Backlash over the U.S. Food and Drug Administration’s controversial approval of a new Alzheimer’s drug grew Thursday with a third member of an agency advisory panel resigning in protest.
The latest resignation to hit the Peripheral and Central Nervous System Drugs Advisory Committee, as STAT first reported, came from Dr. Aaron Kesselheim, a Harvard Medical School professor.
His action followed FDA’s “accelerated approval” announced Monday for aducanumab, on which drug maker Biogen put an annual price tag of $56,000. Administered as a monthly intravenous infusion, it’s the first drug to treat Alzheimer’s disease that’s been approved in nearly two decades—approval that came despite the panel’s recommendation against it in light of lack of data showing efficacy.
In his resignation letter, Kesselheim wrote that it “was probably the worst drug approval decision in recent U.S. history,” CNBC reported.
“At the last minute,” wrote Kesselheim, “the agency switched its review to the Accelerated Approval pathway based on the debatable premise that the drug’s effect on brain amyloid was likely to help patients with Alzheimer’s disease.”

## LISTED RECORDS
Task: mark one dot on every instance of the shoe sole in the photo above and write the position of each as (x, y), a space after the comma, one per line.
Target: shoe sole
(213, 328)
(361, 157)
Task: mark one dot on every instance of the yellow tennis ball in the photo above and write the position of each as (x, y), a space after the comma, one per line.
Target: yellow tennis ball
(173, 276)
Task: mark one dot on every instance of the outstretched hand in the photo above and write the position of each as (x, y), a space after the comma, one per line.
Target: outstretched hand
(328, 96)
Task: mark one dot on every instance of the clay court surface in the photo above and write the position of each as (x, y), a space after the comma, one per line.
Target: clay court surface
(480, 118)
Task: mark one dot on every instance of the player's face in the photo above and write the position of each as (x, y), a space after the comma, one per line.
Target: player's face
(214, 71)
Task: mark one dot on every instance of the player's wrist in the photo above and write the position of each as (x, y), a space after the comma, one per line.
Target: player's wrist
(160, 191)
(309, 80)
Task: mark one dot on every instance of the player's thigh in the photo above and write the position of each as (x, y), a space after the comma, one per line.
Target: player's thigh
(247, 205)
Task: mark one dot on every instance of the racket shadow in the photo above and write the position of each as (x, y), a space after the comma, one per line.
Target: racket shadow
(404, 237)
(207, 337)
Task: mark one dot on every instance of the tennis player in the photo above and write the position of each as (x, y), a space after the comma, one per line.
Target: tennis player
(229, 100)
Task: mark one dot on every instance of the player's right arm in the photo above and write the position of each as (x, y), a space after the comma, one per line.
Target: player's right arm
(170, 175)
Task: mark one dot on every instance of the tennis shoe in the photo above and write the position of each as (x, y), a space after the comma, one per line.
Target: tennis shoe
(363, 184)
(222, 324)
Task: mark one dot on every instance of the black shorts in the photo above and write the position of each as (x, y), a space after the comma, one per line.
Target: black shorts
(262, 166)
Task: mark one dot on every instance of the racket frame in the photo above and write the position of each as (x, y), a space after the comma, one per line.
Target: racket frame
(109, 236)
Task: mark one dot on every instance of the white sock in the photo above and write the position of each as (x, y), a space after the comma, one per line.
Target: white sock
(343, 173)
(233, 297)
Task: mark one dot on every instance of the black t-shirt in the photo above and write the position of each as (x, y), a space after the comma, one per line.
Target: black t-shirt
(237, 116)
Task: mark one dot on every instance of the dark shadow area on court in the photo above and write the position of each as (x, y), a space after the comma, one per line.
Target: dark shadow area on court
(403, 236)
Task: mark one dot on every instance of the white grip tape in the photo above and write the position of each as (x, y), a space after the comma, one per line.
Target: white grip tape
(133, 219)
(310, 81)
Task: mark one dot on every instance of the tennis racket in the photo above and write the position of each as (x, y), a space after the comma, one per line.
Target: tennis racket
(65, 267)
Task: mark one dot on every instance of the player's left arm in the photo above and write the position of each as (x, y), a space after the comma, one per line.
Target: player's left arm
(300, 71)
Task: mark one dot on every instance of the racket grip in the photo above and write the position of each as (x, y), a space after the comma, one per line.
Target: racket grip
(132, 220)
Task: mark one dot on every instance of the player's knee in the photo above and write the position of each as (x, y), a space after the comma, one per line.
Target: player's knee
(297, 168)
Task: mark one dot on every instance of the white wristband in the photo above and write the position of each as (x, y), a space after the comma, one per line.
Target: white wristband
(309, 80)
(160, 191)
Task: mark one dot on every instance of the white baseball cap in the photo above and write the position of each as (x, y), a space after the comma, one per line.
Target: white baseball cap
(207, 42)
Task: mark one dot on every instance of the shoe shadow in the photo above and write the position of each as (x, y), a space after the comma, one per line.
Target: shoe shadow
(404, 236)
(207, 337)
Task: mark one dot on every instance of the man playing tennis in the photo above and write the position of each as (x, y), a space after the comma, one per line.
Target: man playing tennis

## ACTIVITY A
In the article on the Alzheimer's drug approval, what annual price did Biogen set for aducanumab?
## ACTIVITY B
In one to three sentences, explain Kesselheim's objection to the FDA's switch to the Accelerated Approval pathway, as quoted in the article on the Alzheimer's drug approval.

## TASK RESULT A
$56,000 a year.

## TASK RESULT B
Kesselheim wrote that the agency made the switch at the last minute. He said it rested on the debatable premise that the drug's effect on brain amyloid was likely to help patients with Alzheimer's disease.